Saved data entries
** Begin **

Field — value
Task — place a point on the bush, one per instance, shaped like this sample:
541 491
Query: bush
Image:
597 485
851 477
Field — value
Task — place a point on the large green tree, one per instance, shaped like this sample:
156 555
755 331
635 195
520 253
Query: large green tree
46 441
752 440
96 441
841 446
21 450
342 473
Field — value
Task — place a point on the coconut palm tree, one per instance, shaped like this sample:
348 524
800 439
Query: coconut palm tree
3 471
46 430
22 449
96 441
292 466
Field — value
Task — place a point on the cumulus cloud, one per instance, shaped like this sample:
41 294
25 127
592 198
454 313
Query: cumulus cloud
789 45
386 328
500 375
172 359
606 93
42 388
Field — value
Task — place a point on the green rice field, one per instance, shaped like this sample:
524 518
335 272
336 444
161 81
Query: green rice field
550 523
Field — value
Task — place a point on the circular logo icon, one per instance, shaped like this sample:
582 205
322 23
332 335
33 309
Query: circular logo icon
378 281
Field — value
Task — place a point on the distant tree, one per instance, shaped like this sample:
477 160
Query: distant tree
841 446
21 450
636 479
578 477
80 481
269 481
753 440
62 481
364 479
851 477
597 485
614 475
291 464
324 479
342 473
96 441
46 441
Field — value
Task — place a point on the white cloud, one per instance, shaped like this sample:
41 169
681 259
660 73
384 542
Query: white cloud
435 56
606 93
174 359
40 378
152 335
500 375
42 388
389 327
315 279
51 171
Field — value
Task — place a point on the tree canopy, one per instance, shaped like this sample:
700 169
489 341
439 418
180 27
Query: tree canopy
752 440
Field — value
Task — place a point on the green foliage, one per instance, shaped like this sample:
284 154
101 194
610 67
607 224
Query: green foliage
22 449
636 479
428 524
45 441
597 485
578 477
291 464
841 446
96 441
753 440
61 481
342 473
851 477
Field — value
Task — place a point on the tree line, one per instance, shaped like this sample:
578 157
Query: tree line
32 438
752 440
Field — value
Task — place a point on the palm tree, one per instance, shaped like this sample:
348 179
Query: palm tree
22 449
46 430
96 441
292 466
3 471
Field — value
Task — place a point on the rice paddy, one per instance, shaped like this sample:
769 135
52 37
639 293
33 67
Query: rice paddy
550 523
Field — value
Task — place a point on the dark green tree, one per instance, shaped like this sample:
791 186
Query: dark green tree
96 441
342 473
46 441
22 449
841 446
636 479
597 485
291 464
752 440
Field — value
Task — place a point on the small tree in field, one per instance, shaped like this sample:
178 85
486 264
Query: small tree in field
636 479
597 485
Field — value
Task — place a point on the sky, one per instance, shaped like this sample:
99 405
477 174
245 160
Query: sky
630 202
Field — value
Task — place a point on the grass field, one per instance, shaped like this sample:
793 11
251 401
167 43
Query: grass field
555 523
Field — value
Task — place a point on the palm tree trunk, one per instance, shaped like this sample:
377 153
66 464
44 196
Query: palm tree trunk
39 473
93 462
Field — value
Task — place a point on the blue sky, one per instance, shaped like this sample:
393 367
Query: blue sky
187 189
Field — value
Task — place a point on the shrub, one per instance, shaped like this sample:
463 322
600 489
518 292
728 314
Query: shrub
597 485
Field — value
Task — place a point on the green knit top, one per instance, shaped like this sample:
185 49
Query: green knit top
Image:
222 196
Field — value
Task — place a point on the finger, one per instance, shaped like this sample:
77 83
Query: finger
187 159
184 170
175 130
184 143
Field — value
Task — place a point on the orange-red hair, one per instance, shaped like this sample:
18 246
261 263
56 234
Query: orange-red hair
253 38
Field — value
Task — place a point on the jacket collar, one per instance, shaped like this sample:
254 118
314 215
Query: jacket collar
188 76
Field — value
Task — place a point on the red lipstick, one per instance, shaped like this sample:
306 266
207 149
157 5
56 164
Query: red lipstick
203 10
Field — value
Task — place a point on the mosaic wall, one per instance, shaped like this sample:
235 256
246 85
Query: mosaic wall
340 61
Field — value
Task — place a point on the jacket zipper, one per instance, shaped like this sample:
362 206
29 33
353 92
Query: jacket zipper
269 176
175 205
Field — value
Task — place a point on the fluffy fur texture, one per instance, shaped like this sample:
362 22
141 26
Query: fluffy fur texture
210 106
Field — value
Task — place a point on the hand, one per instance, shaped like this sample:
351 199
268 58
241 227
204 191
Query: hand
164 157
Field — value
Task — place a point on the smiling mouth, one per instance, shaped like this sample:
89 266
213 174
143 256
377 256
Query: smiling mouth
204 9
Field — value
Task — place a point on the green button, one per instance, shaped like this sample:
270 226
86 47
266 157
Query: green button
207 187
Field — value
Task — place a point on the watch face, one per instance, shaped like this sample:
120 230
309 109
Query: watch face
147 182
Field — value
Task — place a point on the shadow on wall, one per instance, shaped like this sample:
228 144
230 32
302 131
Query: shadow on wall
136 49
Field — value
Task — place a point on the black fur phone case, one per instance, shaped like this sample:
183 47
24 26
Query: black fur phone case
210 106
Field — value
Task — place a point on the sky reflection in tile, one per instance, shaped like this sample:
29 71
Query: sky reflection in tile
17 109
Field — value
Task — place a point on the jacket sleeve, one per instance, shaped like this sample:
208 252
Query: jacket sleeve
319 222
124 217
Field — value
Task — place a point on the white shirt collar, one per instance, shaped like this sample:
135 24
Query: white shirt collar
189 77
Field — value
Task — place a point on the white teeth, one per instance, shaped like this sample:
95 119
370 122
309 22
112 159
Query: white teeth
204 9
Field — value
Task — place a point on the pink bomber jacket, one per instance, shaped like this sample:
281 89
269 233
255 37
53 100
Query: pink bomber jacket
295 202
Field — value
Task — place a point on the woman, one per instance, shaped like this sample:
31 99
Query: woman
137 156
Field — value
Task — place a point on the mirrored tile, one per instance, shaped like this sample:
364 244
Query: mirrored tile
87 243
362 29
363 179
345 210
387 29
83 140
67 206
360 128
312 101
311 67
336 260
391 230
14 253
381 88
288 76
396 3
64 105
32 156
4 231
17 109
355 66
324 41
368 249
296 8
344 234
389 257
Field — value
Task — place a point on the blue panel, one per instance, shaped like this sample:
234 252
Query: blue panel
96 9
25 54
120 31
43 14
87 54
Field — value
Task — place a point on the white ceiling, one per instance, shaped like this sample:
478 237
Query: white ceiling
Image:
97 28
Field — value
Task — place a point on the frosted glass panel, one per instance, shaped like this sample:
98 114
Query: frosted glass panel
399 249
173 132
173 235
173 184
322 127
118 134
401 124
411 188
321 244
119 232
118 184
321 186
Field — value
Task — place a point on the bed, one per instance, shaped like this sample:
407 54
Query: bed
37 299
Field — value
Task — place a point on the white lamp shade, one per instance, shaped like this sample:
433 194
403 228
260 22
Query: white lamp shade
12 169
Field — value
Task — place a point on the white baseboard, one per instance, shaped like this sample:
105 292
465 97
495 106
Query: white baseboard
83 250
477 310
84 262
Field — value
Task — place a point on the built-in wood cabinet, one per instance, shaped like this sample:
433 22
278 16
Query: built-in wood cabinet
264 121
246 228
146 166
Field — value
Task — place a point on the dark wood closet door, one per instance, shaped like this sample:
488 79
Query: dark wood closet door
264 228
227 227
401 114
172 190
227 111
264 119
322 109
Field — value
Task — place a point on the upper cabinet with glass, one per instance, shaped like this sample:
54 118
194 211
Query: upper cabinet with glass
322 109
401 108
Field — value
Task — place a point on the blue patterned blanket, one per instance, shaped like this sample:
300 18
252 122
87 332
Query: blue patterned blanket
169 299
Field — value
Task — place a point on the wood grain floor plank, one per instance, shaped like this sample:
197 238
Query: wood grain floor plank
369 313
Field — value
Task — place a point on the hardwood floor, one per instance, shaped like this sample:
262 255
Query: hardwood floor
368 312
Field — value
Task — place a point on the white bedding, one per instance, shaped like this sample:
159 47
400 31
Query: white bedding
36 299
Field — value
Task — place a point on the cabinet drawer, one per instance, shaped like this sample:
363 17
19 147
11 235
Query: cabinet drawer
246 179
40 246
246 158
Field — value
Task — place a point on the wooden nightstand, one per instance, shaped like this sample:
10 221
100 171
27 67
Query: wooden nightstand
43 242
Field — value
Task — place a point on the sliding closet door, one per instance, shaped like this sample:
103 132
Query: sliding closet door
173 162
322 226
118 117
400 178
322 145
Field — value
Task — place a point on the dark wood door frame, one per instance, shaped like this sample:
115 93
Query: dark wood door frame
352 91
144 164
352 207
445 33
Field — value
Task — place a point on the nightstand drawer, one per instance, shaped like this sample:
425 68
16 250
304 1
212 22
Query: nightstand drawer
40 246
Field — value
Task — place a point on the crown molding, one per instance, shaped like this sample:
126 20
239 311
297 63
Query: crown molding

** End **

*WORK TO COMPLETE:* Please count the lines in the listing above that contain the word "large" and give only that number.

*TASK ANSWER:* 2